:: AUSGANGSTEXT
KirKanos hat geschrieben:Ich weiß nicht ob es eine ganz grobe Verzerrung ist, zumindest würden einige Historiker auch ein spät wilhelminisches Kaiserreich noch als Armee mit angehängten Staat bezeichnen. Ich sehe es es auch eher so wie Du, dass das Militär eine Machtzentrale unter vielen war (Adel, Bürgertum, Arbeiter, Kirche(n)) mit dem Kaiser als Klammer der das Gefüge zusammenhielt. Und wie jeder dieser Blöcke war auch das Militär kein monolithischer Block, sondern bestand wiederum aus vielen Gruppen. Aber vielleicht trifft man den Status ganz gut wenn man das Militär als Primus unter diesen Gruppen einordnete. Die Gesellschaft war jedenfalls im hohen Maße militarisiert.
Ich möchte es so sagen.
::::
:: DATENAUSZUG
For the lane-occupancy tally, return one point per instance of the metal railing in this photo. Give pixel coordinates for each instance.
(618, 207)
::::
_ZIEL DER AUFGABE_: Wen bezeichnet der Ausgangstext als die Klammer, die das Gefüge zusammenhielt?

_RICHTIGE ANTWORT_: Den Kaiser.